RECORDS FOR THE EXERCISE →
▽

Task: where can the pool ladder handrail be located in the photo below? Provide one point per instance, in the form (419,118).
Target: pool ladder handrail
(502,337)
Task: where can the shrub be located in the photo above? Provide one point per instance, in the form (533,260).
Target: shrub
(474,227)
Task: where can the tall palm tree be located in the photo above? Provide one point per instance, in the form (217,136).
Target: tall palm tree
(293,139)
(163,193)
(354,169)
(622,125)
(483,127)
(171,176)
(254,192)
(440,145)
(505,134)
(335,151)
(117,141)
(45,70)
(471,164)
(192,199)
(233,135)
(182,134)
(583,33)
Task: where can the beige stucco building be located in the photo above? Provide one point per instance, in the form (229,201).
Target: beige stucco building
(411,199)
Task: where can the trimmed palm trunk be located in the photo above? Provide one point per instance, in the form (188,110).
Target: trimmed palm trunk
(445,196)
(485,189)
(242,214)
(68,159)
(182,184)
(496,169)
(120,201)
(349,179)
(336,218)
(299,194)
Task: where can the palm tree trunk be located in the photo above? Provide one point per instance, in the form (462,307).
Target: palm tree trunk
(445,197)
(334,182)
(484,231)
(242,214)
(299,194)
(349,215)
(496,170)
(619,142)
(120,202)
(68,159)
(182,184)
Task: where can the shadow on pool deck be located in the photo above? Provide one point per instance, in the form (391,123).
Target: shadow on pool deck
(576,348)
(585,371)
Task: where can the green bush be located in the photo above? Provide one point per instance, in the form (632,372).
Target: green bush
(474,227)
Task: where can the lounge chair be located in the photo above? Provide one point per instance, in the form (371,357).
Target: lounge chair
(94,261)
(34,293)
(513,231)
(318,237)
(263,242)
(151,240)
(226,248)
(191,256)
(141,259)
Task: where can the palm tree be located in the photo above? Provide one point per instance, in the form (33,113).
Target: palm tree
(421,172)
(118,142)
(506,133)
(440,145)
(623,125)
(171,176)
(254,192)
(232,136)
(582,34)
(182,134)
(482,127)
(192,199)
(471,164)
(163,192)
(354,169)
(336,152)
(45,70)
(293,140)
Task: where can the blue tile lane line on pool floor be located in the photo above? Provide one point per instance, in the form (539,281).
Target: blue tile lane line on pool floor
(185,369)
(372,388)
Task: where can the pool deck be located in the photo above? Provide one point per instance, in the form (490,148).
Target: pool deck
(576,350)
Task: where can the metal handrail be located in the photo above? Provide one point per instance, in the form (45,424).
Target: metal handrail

△

REQUIRED TASK → Repeat exactly the lines from the line containing "Task: where can the beige" through the last line of the records above, including both, and nothing else.

SOLVED PROBLEM →
Task: where can the beige stucco building be located in the photo above? Provide one point per instance, in the form (229,201).
Target: beige stucco building
(411,199)
Task: where can the trimmed palm trunk be located in the photo above? Provide one point per instance, in the form (188,110).
Target: trimmed palm trunk
(445,196)
(485,189)
(242,214)
(68,159)
(182,184)
(496,169)
(120,201)
(349,179)
(336,218)
(299,194)
Task: where can the palm tree trunk be located in the photo above? Provide one point per instance, in the form (462,307).
Target: palm tree trunk
(445,197)
(334,182)
(484,231)
(242,214)
(299,194)
(349,215)
(496,170)
(619,142)
(120,202)
(68,159)
(182,184)
Task: where can the shadow on pool deck be located in the photo above? Provide one point per instance, in the form (391,123).
Target: shadow on pool deck
(576,348)
(585,371)
Task: where can the green bush be located in the photo above? Provide one point per instance, in the form (632,372).
Target: green bush
(474,227)
Task: where can the lounge chair be located in the photo above? Provide one point per instance, in the form (371,357).
Target: lounge chair
(94,261)
(34,293)
(513,231)
(318,237)
(263,242)
(151,240)
(226,248)
(191,256)
(141,259)
Task: where can the palm tree be located in the photo above? Provide one point per instance, in the form (33,113).
Target: palm tree
(421,172)
(118,142)
(506,133)
(440,145)
(623,125)
(171,176)
(254,192)
(232,136)
(582,34)
(182,134)
(482,127)
(192,199)
(471,164)
(163,192)
(354,169)
(336,152)
(45,70)
(293,140)
Task: where can the blue tile lane line on pool floor be located in the photo above? Provide one point per instance, in the form (539,281).
Target: blue tile lane line on pool floor
(185,369)
(372,388)
Task: where can the pool deck be located in the photo above? Provide one point per instance, in the form (490,148).
Target: pool deck
(576,350)
Task: where can the metal handrail be located in the photo above? Provide one point per instance, in the form (45,424).
Target: metal handrail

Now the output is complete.